§ 本文抜粋
=-=-=-=-=
2023年は「人的資本経営元年」とも呼ばれる。上場企業など約4千社が人材育成やダイバーシティなど19項目の非財務情報の開示に乗り出すからだ。どんな会社が人材をうまく育てているのか。リスキリングは必要か。1400万件以上の社員クチコミや会社の評価スコアを有するオープンワーク社長の大沢陽樹さんに聞いた。

20代の成長環境、8項目で唯一スコアダウン

――最近の新卒は、3年以内に3割は辞めると言われます。どのように若手人材を育成すればいいのでしょうか。

「実は若手人材の育成に関して、この口コミのデータを分析して意外なことが分かりました。私たちの運営している『OpenWork』では、20代の成長環境や人材の長期育成、待遇面の満足度,社員の士気,風通しの良さなど8項目に関して、社員の口コミのデータを収集・分析してスコア化しています。実はこの10年で、8項目のうちで唯一スコアが下がっているのが20代の成長環境だったのです。個別の企業ではプラスとなっているところもありますが、全企業平均ではスコアが下がっているわけで、驚きましたね」

――働き方改革が進んだ結果、残業時間が減り、上司のハラスメントも少なくなっているイメージだったので、確かに意外な結果ですね。なぜなのでしょうか。

「確かに働き方改革は進んでいます。残業時間は減り、仕事自体は楽になっているかもしれない。しかし、20代の成長環境が良くなっているかは別の問題になります。ポイントは裁量権と学びの環境にあります。うちは若手に裁量権を与えている良い会社というところも少なくありません」
=-=-=-=-=
§ 記録データ
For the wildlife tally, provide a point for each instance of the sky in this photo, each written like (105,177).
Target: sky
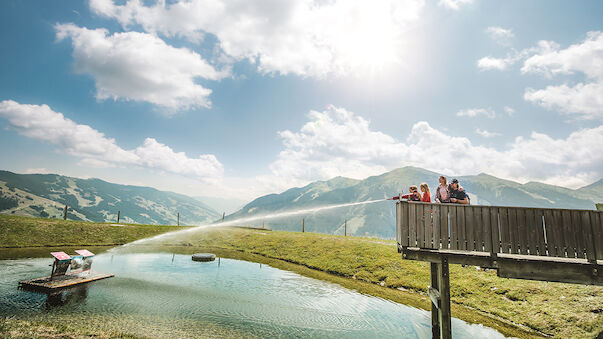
=-=-=-=-=
§ 作業内容
人材育成を扱う本文抜粋を、「2023年は「人的資本経営元」を含む語句から始め、「育成すればいいのでしょうか。」の後で止めて書き直してください。その際、「リスキリング」を「学び直し」に置き換える。

§ 回答
2023年は「人的資本経営元年」とも呼ばれる。上場企業など約4千社が人材育成やダイバーシティなど19項目の非財務情報の開示に乗り出すからだ。どんな会社が人材をうまく育てているのか。学び直しは必要か。1400万件以上の社員クチコミや会社の評価スコアを有するオープンワーク社長の大沢陽樹さんに聞いた。

20代の成長環境、8項目で唯一スコアダウン

――最近の新卒は、3年以内に3割は辞めると言われます。どのように若手人材を育成すればいいのでしょうか。